Reproduce the material word for word, beginning at its first line and ending with the line that contains "[189,244,212,386]", including that line.

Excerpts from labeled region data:
---*---

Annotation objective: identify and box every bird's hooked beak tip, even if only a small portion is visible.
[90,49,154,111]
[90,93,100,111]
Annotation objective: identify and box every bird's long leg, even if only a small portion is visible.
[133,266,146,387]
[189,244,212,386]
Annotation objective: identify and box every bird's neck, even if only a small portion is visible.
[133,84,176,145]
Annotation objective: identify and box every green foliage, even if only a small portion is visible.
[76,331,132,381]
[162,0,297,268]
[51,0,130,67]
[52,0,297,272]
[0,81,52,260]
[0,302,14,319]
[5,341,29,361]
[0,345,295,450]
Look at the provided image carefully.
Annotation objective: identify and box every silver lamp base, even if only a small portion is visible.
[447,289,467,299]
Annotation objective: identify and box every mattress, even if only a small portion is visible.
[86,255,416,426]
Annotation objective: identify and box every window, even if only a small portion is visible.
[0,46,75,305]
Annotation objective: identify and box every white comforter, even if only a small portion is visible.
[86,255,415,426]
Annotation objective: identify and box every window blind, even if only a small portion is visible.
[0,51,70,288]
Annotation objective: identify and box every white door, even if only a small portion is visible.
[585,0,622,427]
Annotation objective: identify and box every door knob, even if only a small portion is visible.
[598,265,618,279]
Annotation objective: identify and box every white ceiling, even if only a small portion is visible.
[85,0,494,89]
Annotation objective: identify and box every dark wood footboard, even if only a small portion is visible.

---*---

### [Final result]
Annotation objective: identify and box every bird's hooked beak tip, even if only a small portion is visible.
[90,49,154,111]
[90,93,100,111]
Annotation objective: identify and box every bird's long leg, even if only a small portion is visible.
[133,266,146,387]
[189,244,212,386]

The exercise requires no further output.